--- begin ---
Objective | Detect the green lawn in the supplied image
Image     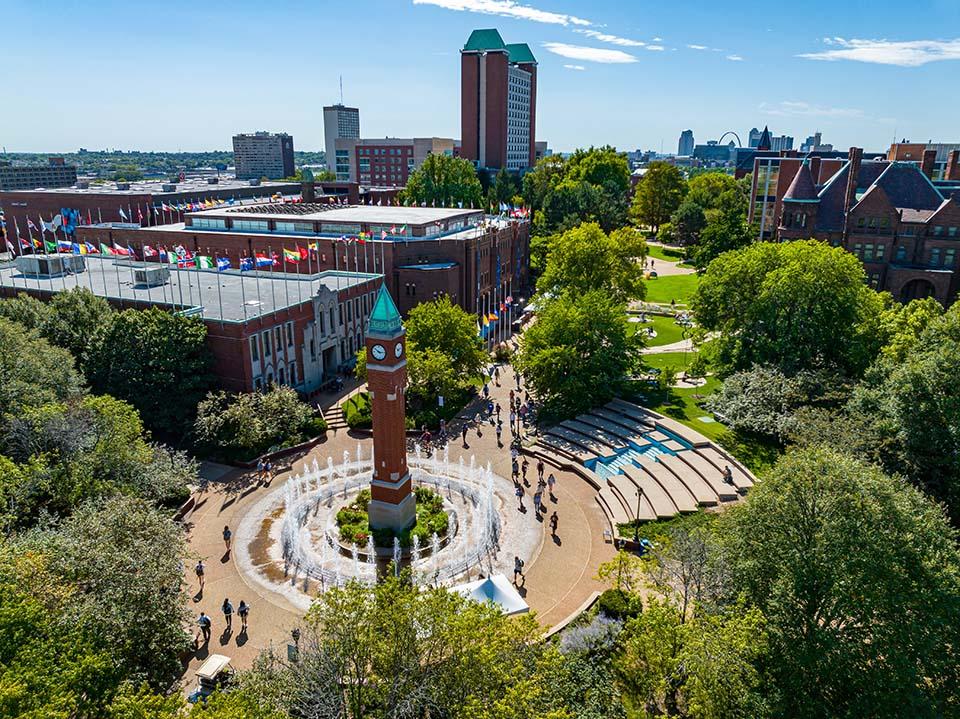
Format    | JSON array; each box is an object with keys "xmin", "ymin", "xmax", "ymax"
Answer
[
  {"xmin": 645, "ymin": 273, "xmax": 700, "ymax": 305},
  {"xmin": 627, "ymin": 315, "xmax": 683, "ymax": 347},
  {"xmin": 647, "ymin": 245, "xmax": 683, "ymax": 262}
]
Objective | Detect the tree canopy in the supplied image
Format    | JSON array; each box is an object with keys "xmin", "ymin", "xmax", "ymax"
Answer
[
  {"xmin": 398, "ymin": 153, "xmax": 483, "ymax": 208},
  {"xmin": 693, "ymin": 240, "xmax": 883, "ymax": 376}
]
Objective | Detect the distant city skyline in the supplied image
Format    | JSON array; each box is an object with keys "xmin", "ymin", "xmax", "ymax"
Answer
[{"xmin": 0, "ymin": 0, "xmax": 960, "ymax": 153}]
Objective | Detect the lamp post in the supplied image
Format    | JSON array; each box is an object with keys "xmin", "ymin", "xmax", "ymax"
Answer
[{"xmin": 633, "ymin": 487, "xmax": 643, "ymax": 542}]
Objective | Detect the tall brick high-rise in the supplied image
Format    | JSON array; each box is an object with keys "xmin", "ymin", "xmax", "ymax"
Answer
[
  {"xmin": 460, "ymin": 29, "xmax": 537, "ymax": 172},
  {"xmin": 366, "ymin": 285, "xmax": 416, "ymax": 531}
]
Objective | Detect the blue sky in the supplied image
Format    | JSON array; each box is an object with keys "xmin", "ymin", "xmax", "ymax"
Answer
[{"xmin": 0, "ymin": 0, "xmax": 960, "ymax": 152}]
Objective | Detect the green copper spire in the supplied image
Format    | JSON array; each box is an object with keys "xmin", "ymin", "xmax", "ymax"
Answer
[{"xmin": 367, "ymin": 285, "xmax": 403, "ymax": 335}]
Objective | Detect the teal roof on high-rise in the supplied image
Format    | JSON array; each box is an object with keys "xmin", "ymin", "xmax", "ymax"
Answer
[
  {"xmin": 367, "ymin": 285, "xmax": 403, "ymax": 335},
  {"xmin": 507, "ymin": 42, "xmax": 537, "ymax": 63},
  {"xmin": 463, "ymin": 28, "xmax": 507, "ymax": 52}
]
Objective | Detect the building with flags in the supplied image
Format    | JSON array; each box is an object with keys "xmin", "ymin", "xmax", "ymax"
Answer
[
  {"xmin": 78, "ymin": 202, "xmax": 530, "ymax": 318},
  {"xmin": 0, "ymin": 255, "xmax": 382, "ymax": 395}
]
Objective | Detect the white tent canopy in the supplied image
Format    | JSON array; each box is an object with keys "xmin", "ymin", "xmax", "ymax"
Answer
[{"xmin": 451, "ymin": 574, "xmax": 530, "ymax": 616}]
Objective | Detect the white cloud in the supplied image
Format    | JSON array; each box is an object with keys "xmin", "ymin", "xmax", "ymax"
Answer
[
  {"xmin": 800, "ymin": 37, "xmax": 960, "ymax": 67},
  {"xmin": 574, "ymin": 29, "xmax": 647, "ymax": 47},
  {"xmin": 543, "ymin": 42, "xmax": 637, "ymax": 63},
  {"xmin": 760, "ymin": 100, "xmax": 863, "ymax": 117},
  {"xmin": 413, "ymin": 0, "xmax": 593, "ymax": 26}
]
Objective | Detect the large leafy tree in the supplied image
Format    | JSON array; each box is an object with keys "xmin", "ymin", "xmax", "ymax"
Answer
[
  {"xmin": 630, "ymin": 161, "xmax": 687, "ymax": 233},
  {"xmin": 516, "ymin": 290, "xmax": 642, "ymax": 418},
  {"xmin": 244, "ymin": 578, "xmax": 564, "ymax": 719},
  {"xmin": 400, "ymin": 153, "xmax": 483, "ymax": 208},
  {"xmin": 0, "ymin": 314, "xmax": 82, "ymax": 417},
  {"xmin": 537, "ymin": 222, "xmax": 647, "ymax": 302},
  {"xmin": 693, "ymin": 240, "xmax": 883, "ymax": 376},
  {"xmin": 724, "ymin": 448, "xmax": 960, "ymax": 719},
  {"xmin": 87, "ymin": 308, "xmax": 213, "ymax": 437}
]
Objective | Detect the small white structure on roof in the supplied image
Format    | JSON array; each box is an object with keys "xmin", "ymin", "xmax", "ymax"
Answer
[{"xmin": 451, "ymin": 574, "xmax": 530, "ymax": 617}]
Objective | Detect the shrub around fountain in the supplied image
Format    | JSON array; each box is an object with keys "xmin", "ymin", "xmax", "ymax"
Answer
[{"xmin": 337, "ymin": 487, "xmax": 450, "ymax": 547}]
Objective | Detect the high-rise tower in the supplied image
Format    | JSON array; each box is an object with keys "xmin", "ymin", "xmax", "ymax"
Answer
[{"xmin": 366, "ymin": 285, "xmax": 416, "ymax": 531}]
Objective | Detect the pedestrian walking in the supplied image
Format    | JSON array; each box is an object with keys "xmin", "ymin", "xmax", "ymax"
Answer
[
  {"xmin": 220, "ymin": 597, "xmax": 233, "ymax": 630},
  {"xmin": 513, "ymin": 555, "xmax": 526, "ymax": 584},
  {"xmin": 237, "ymin": 600, "xmax": 249, "ymax": 633},
  {"xmin": 197, "ymin": 612, "xmax": 212, "ymax": 644}
]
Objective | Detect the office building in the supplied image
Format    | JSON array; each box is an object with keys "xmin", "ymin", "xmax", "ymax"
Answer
[
  {"xmin": 233, "ymin": 131, "xmax": 296, "ymax": 180},
  {"xmin": 334, "ymin": 137, "xmax": 455, "ymax": 187},
  {"xmin": 0, "ymin": 157, "xmax": 77, "ymax": 191},
  {"xmin": 323, "ymin": 104, "xmax": 360, "ymax": 172},
  {"xmin": 775, "ymin": 147, "xmax": 960, "ymax": 306},
  {"xmin": 460, "ymin": 29, "xmax": 537, "ymax": 172},
  {"xmin": 77, "ymin": 202, "xmax": 530, "ymax": 316}
]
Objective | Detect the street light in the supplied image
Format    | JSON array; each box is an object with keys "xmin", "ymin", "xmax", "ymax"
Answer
[{"xmin": 633, "ymin": 487, "xmax": 643, "ymax": 542}]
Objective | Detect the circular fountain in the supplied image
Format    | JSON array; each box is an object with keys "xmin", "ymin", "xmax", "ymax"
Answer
[{"xmin": 235, "ymin": 443, "xmax": 540, "ymax": 608}]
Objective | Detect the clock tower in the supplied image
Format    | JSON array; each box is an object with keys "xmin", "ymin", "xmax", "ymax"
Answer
[{"xmin": 366, "ymin": 285, "xmax": 416, "ymax": 531}]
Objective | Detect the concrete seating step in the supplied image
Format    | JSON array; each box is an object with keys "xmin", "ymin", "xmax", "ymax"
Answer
[
  {"xmin": 641, "ymin": 459, "xmax": 700, "ymax": 512},
  {"xmin": 560, "ymin": 419, "xmax": 627, "ymax": 451},
  {"xmin": 677, "ymin": 452, "xmax": 737, "ymax": 502},
  {"xmin": 590, "ymin": 407, "xmax": 653, "ymax": 436},
  {"xmin": 623, "ymin": 467, "xmax": 680, "ymax": 519},
  {"xmin": 697, "ymin": 445, "xmax": 754, "ymax": 491},
  {"xmin": 657, "ymin": 454, "xmax": 720, "ymax": 505}
]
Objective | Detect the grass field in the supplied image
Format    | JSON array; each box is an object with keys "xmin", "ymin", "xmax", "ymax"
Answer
[{"xmin": 645, "ymin": 273, "xmax": 700, "ymax": 305}]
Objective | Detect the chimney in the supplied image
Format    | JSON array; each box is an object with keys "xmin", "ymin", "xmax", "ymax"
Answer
[
  {"xmin": 920, "ymin": 150, "xmax": 937, "ymax": 180},
  {"xmin": 843, "ymin": 147, "xmax": 863, "ymax": 218},
  {"xmin": 943, "ymin": 150, "xmax": 960, "ymax": 182},
  {"xmin": 810, "ymin": 157, "xmax": 822, "ymax": 185}
]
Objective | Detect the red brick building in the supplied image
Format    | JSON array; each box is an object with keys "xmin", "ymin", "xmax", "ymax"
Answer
[
  {"xmin": 776, "ymin": 147, "xmax": 960, "ymax": 306},
  {"xmin": 460, "ymin": 29, "xmax": 537, "ymax": 172}
]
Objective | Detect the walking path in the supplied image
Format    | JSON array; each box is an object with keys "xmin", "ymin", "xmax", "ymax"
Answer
[{"xmin": 184, "ymin": 367, "xmax": 614, "ymax": 683}]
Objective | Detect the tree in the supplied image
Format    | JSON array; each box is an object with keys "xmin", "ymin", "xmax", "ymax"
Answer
[
  {"xmin": 721, "ymin": 448, "xmax": 960, "ymax": 718},
  {"xmin": 36, "ymin": 497, "xmax": 189, "ymax": 689},
  {"xmin": 399, "ymin": 153, "xmax": 483, "ymax": 208},
  {"xmin": 39, "ymin": 287, "xmax": 113, "ymax": 369},
  {"xmin": 693, "ymin": 240, "xmax": 883, "ymax": 376},
  {"xmin": 630, "ymin": 161, "xmax": 687, "ymax": 233},
  {"xmin": 516, "ymin": 290, "xmax": 642, "ymax": 418},
  {"xmin": 657, "ymin": 197, "xmax": 707, "ymax": 245},
  {"xmin": 0, "ymin": 314, "xmax": 82, "ymax": 417},
  {"xmin": 537, "ymin": 223, "xmax": 647, "ymax": 302},
  {"xmin": 244, "ymin": 577, "xmax": 564, "ymax": 719},
  {"xmin": 88, "ymin": 308, "xmax": 212, "ymax": 437}
]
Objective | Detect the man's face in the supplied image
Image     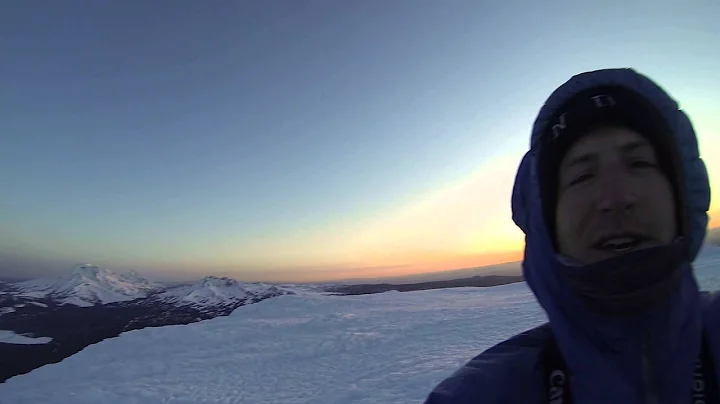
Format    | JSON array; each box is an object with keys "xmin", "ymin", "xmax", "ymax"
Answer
[{"xmin": 555, "ymin": 127, "xmax": 677, "ymax": 264}]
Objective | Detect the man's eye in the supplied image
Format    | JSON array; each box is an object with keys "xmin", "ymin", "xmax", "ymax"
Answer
[
  {"xmin": 630, "ymin": 160, "xmax": 655, "ymax": 168},
  {"xmin": 568, "ymin": 174, "xmax": 593, "ymax": 186}
]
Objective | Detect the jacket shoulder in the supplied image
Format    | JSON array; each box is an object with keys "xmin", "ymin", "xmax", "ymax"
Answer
[{"xmin": 425, "ymin": 324, "xmax": 552, "ymax": 404}]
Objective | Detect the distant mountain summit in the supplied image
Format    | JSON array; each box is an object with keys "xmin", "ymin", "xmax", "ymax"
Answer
[
  {"xmin": 157, "ymin": 276, "xmax": 295, "ymax": 306},
  {"xmin": 12, "ymin": 264, "xmax": 161, "ymax": 306}
]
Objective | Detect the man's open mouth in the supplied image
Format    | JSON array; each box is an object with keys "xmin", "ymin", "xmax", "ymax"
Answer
[{"xmin": 595, "ymin": 234, "xmax": 651, "ymax": 253}]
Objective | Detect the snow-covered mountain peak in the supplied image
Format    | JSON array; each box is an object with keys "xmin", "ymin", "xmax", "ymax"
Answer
[
  {"xmin": 14, "ymin": 264, "xmax": 158, "ymax": 306},
  {"xmin": 198, "ymin": 276, "xmax": 244, "ymax": 288},
  {"xmin": 161, "ymin": 276, "xmax": 293, "ymax": 307}
]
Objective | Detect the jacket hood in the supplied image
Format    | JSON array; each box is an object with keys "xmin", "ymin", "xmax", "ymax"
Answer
[{"xmin": 512, "ymin": 68, "xmax": 710, "ymax": 398}]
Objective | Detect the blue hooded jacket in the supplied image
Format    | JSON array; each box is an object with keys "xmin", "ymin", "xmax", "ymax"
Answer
[{"xmin": 426, "ymin": 69, "xmax": 720, "ymax": 404}]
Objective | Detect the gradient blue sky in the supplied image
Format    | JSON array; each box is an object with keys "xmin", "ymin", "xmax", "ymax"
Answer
[{"xmin": 0, "ymin": 0, "xmax": 720, "ymax": 281}]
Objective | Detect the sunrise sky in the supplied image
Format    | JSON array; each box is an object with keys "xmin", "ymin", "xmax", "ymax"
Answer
[{"xmin": 0, "ymin": 0, "xmax": 720, "ymax": 281}]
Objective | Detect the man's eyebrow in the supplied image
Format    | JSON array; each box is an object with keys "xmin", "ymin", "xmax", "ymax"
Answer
[
  {"xmin": 620, "ymin": 140, "xmax": 652, "ymax": 153},
  {"xmin": 563, "ymin": 153, "xmax": 593, "ymax": 169}
]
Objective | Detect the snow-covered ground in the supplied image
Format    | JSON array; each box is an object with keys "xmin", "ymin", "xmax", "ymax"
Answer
[
  {"xmin": 0, "ymin": 248, "xmax": 720, "ymax": 404},
  {"xmin": 0, "ymin": 330, "xmax": 52, "ymax": 346}
]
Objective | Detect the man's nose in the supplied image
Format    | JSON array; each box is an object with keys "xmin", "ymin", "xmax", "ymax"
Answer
[{"xmin": 597, "ymin": 166, "xmax": 637, "ymax": 212}]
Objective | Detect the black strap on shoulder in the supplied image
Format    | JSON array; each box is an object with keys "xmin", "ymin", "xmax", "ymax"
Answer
--- end ---
Short task:
Can you copy the lines from the one containing "Objective | Detect the man's nose" through the end of the rows, changing "supplied" to "provided" and leaving everything else the same?

Solution to this task:
Objective | Detect the man's nose in the provided image
Format    | JSON array; each box is an object with keys "xmin", "ymin", "xmax", "ymax"
Answer
[{"xmin": 597, "ymin": 166, "xmax": 637, "ymax": 212}]
Objective | Detect the black strap on shoulder in the provided image
Format    | JSON array; each box is an object with keys "xmin", "ymin", "xmax", "ymax"
Answer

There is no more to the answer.